- **PROBLEM DESCRIPTION**
In the post on NLP for news narrative analysis, how many articles from The New York Times were collected in the first month of coverage?

NLP for News Narrative Analysis: An Explanatory Sequential Study Design

One of the challenges of my project is that not only am I building a digital experience, but I’m attempting a new method of analysis. It is both new to my own research methods toolbox, and it is a process that is rarely used in my field.

NLP (or natural language processing) is a computational method that is often used in computation linguistics, social media analysis, and other big data research disciplines. However, in journalism, we tend to be fairly old school. Many of us journalism academics are former practicing journalists. Unless we’re interactive designers, we typically don’t have much training or knowledge of coding languages. And as researchers, we’re rarely trained in computational methods, but we are saturated in discourse analysis methods. Even quantitative studies like content analyses are typically coded by hand. But when looking at news narratives, hand coding makes analysis of large data trends extremely labor intensive.

For my project, I wanted to look at the differences between a national newspaper (The New York Times) and a local newspaper (The StarTribune) in coverage of the murder of George Floyd. What are the narratives that these papers are presenting to their audiences about the same event? How do they change over time? What meaning are they trying to make and imprint in our collective memory? The sample size I was looking at for this project quickly became overwhelming. In just the first month of coverage, there were 372 articles collected for this project (252 New York Times articles and 120 StarTribune articles). There would be no way I could conduct a discourse analysis of a sample size that large in a semester.

- **INFORMATION SUPPLIED**
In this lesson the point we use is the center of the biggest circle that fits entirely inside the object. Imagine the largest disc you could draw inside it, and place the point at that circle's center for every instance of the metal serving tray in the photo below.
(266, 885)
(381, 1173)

- **SOLUTION TO THIS PROBLEM**
252